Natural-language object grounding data
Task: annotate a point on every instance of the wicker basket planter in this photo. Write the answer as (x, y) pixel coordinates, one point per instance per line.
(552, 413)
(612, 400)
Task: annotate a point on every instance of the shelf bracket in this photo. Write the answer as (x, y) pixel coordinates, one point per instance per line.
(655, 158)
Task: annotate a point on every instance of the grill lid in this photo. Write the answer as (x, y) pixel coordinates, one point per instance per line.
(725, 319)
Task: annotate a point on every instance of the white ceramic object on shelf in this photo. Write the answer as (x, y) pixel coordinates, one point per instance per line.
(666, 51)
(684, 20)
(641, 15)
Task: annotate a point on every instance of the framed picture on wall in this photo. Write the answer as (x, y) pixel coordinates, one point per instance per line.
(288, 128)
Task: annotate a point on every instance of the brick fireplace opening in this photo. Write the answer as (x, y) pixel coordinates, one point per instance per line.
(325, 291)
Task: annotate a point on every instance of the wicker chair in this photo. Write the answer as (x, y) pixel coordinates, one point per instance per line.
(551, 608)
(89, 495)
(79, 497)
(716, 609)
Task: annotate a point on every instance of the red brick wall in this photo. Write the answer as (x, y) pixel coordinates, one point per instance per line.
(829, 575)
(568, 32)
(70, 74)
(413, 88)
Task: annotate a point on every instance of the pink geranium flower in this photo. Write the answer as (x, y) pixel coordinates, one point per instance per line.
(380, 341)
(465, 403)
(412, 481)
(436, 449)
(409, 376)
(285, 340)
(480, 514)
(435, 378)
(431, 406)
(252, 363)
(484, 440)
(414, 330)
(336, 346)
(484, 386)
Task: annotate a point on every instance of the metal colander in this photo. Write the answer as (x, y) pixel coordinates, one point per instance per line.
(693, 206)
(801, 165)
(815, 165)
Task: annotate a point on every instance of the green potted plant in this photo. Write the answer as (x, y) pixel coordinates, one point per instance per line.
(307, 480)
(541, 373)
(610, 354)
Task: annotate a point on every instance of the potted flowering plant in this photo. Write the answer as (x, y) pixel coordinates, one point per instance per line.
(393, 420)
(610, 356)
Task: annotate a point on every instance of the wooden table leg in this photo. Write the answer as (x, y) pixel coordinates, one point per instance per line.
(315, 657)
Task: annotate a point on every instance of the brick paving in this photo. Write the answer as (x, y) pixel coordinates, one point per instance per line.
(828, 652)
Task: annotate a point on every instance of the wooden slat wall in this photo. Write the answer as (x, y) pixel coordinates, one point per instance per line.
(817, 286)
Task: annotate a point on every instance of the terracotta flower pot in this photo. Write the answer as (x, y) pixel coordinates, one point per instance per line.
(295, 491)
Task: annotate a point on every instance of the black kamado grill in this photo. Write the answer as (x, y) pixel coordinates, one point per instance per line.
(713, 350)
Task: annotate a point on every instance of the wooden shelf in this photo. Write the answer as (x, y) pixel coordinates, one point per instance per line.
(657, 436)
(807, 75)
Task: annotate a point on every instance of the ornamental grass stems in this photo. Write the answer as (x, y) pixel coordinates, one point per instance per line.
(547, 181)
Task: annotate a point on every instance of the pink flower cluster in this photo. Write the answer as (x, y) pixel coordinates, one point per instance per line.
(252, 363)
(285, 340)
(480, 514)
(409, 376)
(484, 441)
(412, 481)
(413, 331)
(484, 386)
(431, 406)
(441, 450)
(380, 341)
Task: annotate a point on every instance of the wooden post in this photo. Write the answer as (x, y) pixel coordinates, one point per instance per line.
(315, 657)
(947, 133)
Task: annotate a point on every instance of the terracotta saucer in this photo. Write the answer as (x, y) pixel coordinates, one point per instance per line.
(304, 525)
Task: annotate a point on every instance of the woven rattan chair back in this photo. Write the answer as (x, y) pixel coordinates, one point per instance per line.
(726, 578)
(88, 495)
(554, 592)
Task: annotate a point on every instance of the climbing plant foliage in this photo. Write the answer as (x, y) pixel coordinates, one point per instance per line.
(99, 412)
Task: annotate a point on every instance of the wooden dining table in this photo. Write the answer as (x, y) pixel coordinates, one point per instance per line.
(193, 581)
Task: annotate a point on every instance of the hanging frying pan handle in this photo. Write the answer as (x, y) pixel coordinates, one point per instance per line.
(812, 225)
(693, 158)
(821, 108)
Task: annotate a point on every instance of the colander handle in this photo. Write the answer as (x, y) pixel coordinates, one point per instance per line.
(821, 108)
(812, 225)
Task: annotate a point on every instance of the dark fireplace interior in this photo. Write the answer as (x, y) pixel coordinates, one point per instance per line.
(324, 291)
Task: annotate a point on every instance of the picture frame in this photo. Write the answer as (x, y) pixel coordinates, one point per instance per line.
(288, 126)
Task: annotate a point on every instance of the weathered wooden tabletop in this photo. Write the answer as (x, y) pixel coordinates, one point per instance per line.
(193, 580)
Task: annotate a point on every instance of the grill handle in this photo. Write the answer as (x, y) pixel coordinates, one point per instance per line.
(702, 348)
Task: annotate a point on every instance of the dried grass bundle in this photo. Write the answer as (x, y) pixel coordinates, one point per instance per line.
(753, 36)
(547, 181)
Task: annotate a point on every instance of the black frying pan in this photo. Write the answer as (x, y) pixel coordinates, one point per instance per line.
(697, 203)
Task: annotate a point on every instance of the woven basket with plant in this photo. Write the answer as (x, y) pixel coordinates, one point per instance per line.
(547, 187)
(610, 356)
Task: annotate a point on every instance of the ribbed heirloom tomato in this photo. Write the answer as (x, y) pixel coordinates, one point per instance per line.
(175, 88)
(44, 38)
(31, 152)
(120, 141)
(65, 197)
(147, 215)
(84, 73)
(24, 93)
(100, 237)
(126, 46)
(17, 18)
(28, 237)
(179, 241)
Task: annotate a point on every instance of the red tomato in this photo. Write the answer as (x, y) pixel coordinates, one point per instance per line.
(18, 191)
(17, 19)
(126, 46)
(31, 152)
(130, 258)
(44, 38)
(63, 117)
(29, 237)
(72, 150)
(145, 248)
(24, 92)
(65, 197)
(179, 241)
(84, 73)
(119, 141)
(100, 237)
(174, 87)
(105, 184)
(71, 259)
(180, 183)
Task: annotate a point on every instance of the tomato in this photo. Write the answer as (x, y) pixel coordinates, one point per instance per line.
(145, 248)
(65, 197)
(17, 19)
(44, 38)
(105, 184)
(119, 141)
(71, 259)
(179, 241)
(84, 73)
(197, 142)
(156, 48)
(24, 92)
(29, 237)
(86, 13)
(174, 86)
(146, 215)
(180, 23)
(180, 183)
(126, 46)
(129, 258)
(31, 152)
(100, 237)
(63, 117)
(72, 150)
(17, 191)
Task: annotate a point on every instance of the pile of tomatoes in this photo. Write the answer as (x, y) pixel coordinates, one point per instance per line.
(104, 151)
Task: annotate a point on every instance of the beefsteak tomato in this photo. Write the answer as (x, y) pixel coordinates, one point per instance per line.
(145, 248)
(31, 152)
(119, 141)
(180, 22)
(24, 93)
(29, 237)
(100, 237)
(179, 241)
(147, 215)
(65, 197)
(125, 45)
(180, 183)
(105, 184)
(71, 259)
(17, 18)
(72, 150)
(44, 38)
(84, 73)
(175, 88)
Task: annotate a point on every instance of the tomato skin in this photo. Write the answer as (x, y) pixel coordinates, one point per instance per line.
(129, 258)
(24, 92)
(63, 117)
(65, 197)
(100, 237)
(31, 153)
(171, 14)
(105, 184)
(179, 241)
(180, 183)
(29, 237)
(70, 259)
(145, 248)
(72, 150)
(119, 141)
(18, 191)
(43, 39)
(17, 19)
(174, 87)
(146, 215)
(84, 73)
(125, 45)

(What needs to be done)
Every entry is to be restated word for word.

(Reply)
Task: annotate a point on every instance of the wicker basket planter in this photo. Write the answer as (x, y) pixel coordinates, one point per instance per line.
(552, 413)
(612, 400)
Task: annotate a point on every instance of the shelf bracket in this photo. Write the answer as (x, y) pixel coordinates, one point per instance per line.
(655, 158)
Task: annotate a point on every instance of the grill lid in this photo. Write the answer as (x, y) pixel coordinates, one point per instance per line.
(725, 319)
Task: annotate a point on every instance of the white ceramic object on shelf in this photo. Write the answer as (x, y) pixel coordinates, one point per instance per line.
(666, 51)
(684, 20)
(641, 15)
Task: annotate a point on every instance of the framed picture on wall in this photo. Write the answer as (x, y) pixel coordinates, one point per instance per line.
(288, 128)
Task: annotate a point on every instance of the brick fireplace opening in this photo. Write the answer as (x, y) pixel coordinates, one point per instance per line.
(325, 291)
Task: annotate a point on every instance of the wicker chair in this photo. Write the answer as (x, y) pixel coordinates, one point per instance per line.
(551, 608)
(89, 495)
(79, 497)
(716, 609)
Task: annotate a point on every instance of the red brick wall in this photo. Write the answer as (x, y) pixel coordinates, one point per instance per line.
(829, 575)
(568, 32)
(70, 74)
(413, 88)
Task: annotate a point on every instance of the pink geranium flower in this photo. Write the answer as (x, y) pixel coordinates, one point per instance per line.
(380, 341)
(465, 403)
(412, 481)
(436, 449)
(409, 376)
(285, 340)
(480, 514)
(435, 378)
(431, 406)
(252, 363)
(484, 440)
(414, 330)
(336, 346)
(484, 386)
Task: annotate a point on every instance of the metal colander in this photo. Write the answer as (x, y) pixel coordinates, one point per instance per line.
(693, 206)
(801, 165)
(815, 165)
Task: annotate a point on every instance of the green potted plant in this photo. Write the answer as (x, y) pixel coordinates, one point per instance per line.
(307, 480)
(541, 373)
(610, 354)
Task: annotate a point on every instance of the potted flowering plant in this photo. Write the answer as (x, y) pixel coordinates, one point per instance per line.
(393, 420)
(610, 356)
Task: annotate a point on every instance of the wooden table leg in this photo. Write the answer as (x, y) pixel coordinates, one point per instance per line.
(315, 657)
Task: annotate a point on every instance of the brick paving in this photo. Write the answer as (x, y) pixel coordinates, one point per instance per line.
(828, 652)
Task: annotate a point on every instance of the wooden slat wall in this photo. Write the answer as (x, y) pixel coordinates, one point per instance per line.
(817, 286)
Task: annotate a point on every instance of the terracotta flower pot in this photo. Write the answer as (x, y) pixel coordinates, one point per instance per line.
(295, 491)
Task: annotate a point on every instance of the black kamado grill in this photo. Write the answer as (x, y) pixel coordinates, one point per instance per line.
(713, 350)
Task: annotate a point on every instance of the wooden shelf in this photo. Write the answer as (x, y) pixel coordinates, one point per instance per line.
(657, 436)
(807, 75)
Task: annotate a point on every instance of the ornamental grass stems in this photo. Write the answer as (x, y) pixel coordinates, one point per instance per line.
(547, 181)
Task: annotate a point on every instance of the pink flower cluster in this photo. Write the answer as (x, y) pixel coordinates, one point per instance per line.
(252, 363)
(285, 340)
(480, 514)
(409, 376)
(484, 441)
(412, 481)
(413, 331)
(484, 386)
(431, 406)
(441, 450)
(380, 341)
Task: annotate a point on every instance of the wooden post in this photo. Write the answer as (x, y) pixel coordinates, one point per instance per line.
(315, 657)
(947, 133)
Task: annotate a point on every instance of the terracotta saucer in this photo. Write the answer as (x, y) pixel coordinates, one point per instance per line.
(304, 525)
Task: annotate a point on every instance of the woven rattan chair back in this photo. Write the answer as (x, y) pixel coordinates, one point per instance per line.
(726, 578)
(88, 495)
(554, 592)
Task: annotate a point on every instance of the climbing plant foliage in this photo. Write the answer as (x, y) pixel coordinates, one point per instance per line.
(99, 412)
Task: annotate a point on every instance of the wooden dining table in this photo. Write the answer as (x, y) pixel coordinates, one point per instance per line.
(193, 581)
Task: annotate a point on every instance of the hanging frying pan handle in this photo. Write the answer as (x, y) pixel coordinates, one point per instance per line.
(812, 225)
(693, 158)
(821, 108)
Task: annotate a point on every instance of the colander handle in this photo. Write the answer as (x, y) pixel coordinates, one point per instance per line.
(821, 108)
(812, 225)
Task: annotate a point on every instance of the dark fireplace interior in this photo. Write the answer as (x, y) pixel coordinates, one point per instance per line.
(324, 291)
Task: annotate a point on every instance of the picture frame in this photo. Write the answer as (x, y) pixel coordinates, one point per instance per line.
(288, 126)
Task: annotate a point on every instance of the weathered wooden tabletop in this photo. Write the answer as (x, y) pixel coordinates, one point per instance per line.
(193, 580)
Task: annotate a point on every instance of the grill handle in this photo. Write the answer as (x, y) pixel coordinates, one point per instance per line.
(702, 348)
Task: annotate a point on every instance of the dried grass bundle in this photo. Write the answer as (x, y) pixel coordinates, one point per instance per line.
(753, 36)
(547, 181)
Task: annotate a point on every instance of the black frying pan in this photo. Write the answer as (x, y) pixel coordinates, one point per instance per line.
(697, 203)
Task: annotate a point on every instance of the woven basket with plant in this photo. Write the answer as (x, y) pixel coordinates, one point per instance per line.
(547, 187)
(610, 356)
Task: annotate a point on every instance of the ribbed heirloom tomato in this photo. Write the answer as (x, y) pixel coordinates, one point per instance per line.
(175, 88)
(44, 38)
(31, 152)
(120, 141)
(65, 197)
(147, 215)
(84, 73)
(24, 93)
(100, 237)
(126, 46)
(17, 18)
(28, 237)
(179, 241)
Task: annotate a point on every instance of the red tomato in this photo. Write the answer as (x, y) pixel coordinates, one point per instance per line.
(18, 191)
(17, 19)
(126, 46)
(31, 152)
(130, 258)
(44, 38)
(63, 117)
(29, 237)
(72, 150)
(145, 248)
(24, 92)
(65, 197)
(179, 241)
(84, 73)
(119, 141)
(100, 237)
(174, 87)
(105, 184)
(71, 259)
(180, 183)
Task: annotate a point on every instance of the tomato in this photo. Write the answer as (x, y) pixel coordinates, one point per instance per line.
(145, 248)
(65, 197)
(17, 19)
(44, 38)
(105, 184)
(119, 141)
(71, 259)
(179, 241)
(84, 73)
(197, 142)
(156, 48)
(24, 92)
(29, 237)
(86, 13)
(174, 86)
(146, 215)
(180, 23)
(180, 183)
(126, 46)
(129, 258)
(31, 152)
(100, 237)
(63, 117)
(72, 150)
(17, 191)
Task: annotate a point on every instance of the pile of tomatoes in this photo. Write the answer as (x, y) pixel coordinates, one point per instance per line.
(104, 151)
Task: annotate a point on every instance of the beefsteak tomato in this photo. Write the answer as (x, y) pixel coordinates, one point per instance per line.
(145, 248)
(31, 152)
(119, 141)
(180, 22)
(24, 93)
(29, 237)
(100, 237)
(179, 241)
(147, 215)
(65, 197)
(125, 45)
(180, 183)
(105, 184)
(71, 259)
(17, 18)
(72, 150)
(44, 38)
(84, 73)
(175, 88)
Task: annotate a point on every instance of the tomato skin in this photo. Write the answer as (x, y) pixel coordinates, one point per instance per line.
(129, 258)
(24, 92)
(63, 117)
(65, 197)
(100, 237)
(31, 153)
(171, 14)
(105, 184)
(179, 241)
(180, 183)
(29, 237)
(70, 259)
(145, 248)
(72, 150)
(119, 141)
(18, 191)
(43, 39)
(17, 19)
(174, 87)
(146, 215)
(84, 73)
(125, 45)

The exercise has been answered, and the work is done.